Nel brano fornito, quale premio ottiene la Sinfonia n. 2 in do minore al concorso di Vienna del 1835?

- **BRANO FORNITO**:
□ □ □ □ □ □ □
Ignacy Feliks Dobrzyński

 

(Romaniv, 15 February 1807 – Varsavia, 9 October 1867)


Ignacy Feliks Dobrzynski, pianista, compositore e direttore d’orchestra polacco, tanto stimato in vita da essere ritenuto negli ambienti musicali di Varsavia non inferiore a Fryderyk Chopin, oggi è pressoché sconosciuto fuori della Polonia.
Ignacy Feliks Dobrzynski nasce a Romanów, in Volinia, Ucraina nord-occidentale, in una ben conosciuta famiglia di musicisti; come suo fratello Edward, anche lui è avviato alla musica da suo padre Ignacy, violinista e direttore d’orchestra. Dopo aver frequentato il Collegio dei Gesuiti a Romanów e il Ginnasio a Vinnycja, studia a Varsavia con Józef Elsner.

Ignacy Feliks Dobrzynski inizia a comporre già dai tempi del ginnasio; a Varsavia organizza concerti da lui stesso diretti, e insegna pianoforte. Nel 1834 compone la Sinfonia n. 2 in do minore che, in un concorso a Vienna nel 1835, vince il secondo premio; viene poi eseguita a Varsavia e a Lipsia sotto la direzione di Mendelssohn. Nel 1845, presso l’editore G. Sennewald di Varsavia, pubblica la sua opera didattica Szkoła na fortepian; nel 1862 Sennewald stampa una versione per due pianoforti della seconda sinfonia.

Ignacy Feliks Dobrzynski raggiunge la piena maturità artistica intorno al 1830; le sue composizioni, sebbene radicate nel tardo stile classico, accennano a stilemi tipici delk Romanticismo. Tra il 1836 e il 1838 compone la sua prima e unica opera “Monbar o i Filibustieri” che, per vicissitudini diverse, andrà in scena al Teatro Wielki di Varsavia soltanto nel 1863; in precedenza, tuttavia, suoi frammenti sono eseguiti in forma di concerto.

Tra il 1845 e il 1847 Dobrzynski effettua una lunga tournée in Germania, sia come solista che come direttore d’orchestra; per qualche tempo non gli è permesso di ritornare in Polonia avendo scritto alcune canzoni patriottiche (dopo il Congresso di Vienna la Polonia è divisa e occupata).
□ □ □ □ □ □ □
- **DATI MOSTRATI**:
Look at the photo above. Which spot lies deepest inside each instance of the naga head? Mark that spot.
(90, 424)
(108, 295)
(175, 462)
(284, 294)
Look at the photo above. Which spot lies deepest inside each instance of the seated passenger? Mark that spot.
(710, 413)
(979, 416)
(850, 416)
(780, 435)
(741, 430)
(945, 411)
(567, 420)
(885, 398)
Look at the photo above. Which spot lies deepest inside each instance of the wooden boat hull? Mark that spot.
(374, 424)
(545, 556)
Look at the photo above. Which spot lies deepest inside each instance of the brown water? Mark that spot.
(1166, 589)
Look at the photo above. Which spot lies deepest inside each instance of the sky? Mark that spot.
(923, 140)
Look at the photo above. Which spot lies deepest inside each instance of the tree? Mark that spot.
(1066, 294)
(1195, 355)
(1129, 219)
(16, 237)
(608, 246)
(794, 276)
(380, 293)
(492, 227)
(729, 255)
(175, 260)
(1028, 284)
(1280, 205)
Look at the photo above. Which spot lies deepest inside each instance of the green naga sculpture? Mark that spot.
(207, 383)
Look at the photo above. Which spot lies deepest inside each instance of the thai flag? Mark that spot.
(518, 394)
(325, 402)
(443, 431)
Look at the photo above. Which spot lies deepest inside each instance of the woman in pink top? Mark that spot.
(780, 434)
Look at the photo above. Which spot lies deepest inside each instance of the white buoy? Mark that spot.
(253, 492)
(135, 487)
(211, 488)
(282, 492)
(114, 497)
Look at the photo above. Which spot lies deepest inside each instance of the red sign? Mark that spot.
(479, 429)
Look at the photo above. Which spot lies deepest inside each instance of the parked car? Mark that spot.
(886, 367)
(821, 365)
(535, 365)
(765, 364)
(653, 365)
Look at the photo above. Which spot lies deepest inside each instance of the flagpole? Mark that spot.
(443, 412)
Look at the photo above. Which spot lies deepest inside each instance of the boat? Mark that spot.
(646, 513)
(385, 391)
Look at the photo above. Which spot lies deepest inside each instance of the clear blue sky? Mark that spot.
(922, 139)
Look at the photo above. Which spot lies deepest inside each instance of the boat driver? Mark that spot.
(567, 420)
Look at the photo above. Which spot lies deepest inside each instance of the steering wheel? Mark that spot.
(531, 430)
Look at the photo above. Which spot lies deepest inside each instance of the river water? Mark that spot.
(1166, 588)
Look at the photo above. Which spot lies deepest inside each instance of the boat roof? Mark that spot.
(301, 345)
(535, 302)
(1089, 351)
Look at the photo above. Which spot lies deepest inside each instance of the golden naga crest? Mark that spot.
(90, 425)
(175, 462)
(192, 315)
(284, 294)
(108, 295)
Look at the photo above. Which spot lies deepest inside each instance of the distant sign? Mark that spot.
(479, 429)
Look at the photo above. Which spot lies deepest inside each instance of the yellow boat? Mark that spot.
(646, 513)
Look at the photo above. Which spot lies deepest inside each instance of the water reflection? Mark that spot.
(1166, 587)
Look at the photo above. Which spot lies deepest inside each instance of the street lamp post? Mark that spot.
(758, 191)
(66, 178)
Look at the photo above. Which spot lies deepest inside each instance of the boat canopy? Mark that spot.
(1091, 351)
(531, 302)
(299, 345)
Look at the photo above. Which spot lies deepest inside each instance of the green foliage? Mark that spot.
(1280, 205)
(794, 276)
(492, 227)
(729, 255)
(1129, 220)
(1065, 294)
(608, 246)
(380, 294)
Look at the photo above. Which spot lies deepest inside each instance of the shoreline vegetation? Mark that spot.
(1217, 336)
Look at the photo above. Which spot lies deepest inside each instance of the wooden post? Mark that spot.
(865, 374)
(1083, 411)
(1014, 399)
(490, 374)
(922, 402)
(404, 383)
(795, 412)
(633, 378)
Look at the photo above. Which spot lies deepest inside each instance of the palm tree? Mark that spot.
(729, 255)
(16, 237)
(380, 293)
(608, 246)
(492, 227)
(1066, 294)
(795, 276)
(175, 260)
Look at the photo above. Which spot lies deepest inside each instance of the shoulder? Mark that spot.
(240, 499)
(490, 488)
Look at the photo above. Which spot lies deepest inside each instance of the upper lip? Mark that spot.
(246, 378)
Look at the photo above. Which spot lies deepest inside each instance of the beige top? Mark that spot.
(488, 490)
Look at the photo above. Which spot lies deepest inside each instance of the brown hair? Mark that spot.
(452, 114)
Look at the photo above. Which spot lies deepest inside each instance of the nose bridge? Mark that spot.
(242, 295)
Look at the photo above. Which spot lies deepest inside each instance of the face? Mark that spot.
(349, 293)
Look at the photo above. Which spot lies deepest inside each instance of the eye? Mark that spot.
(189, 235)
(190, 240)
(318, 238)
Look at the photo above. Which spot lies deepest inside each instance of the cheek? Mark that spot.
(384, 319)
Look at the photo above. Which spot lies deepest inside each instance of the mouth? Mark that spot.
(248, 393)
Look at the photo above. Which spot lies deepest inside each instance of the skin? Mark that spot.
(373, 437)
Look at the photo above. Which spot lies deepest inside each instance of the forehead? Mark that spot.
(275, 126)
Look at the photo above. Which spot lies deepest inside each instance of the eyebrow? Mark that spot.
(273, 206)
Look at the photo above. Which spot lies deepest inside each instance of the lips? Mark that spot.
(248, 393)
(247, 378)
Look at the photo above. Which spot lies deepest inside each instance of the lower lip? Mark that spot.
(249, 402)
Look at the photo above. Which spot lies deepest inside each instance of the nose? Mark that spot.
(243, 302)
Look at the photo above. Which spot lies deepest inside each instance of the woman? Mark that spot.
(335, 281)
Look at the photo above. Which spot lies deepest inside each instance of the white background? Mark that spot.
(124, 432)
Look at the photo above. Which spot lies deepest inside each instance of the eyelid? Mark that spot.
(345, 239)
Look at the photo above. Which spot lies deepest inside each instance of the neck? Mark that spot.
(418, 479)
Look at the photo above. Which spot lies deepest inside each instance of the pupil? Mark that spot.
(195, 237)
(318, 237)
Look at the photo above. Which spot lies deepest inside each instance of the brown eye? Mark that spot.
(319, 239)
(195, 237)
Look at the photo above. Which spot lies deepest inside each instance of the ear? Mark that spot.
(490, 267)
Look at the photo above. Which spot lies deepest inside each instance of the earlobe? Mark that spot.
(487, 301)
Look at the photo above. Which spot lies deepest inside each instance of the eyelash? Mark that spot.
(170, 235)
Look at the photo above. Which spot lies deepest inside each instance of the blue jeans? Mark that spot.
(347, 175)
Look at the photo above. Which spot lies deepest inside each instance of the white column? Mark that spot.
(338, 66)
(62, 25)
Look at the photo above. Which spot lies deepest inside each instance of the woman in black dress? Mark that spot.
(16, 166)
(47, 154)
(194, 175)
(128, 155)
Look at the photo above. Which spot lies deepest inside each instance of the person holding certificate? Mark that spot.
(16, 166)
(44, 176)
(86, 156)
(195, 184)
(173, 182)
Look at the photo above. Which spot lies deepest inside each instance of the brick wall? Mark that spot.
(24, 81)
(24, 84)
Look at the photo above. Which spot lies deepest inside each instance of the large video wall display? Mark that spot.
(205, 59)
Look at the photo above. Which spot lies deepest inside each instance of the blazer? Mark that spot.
□ □ □ □ □ □ □
- **RISULTATO SEGUENTE**: Il secondo premio.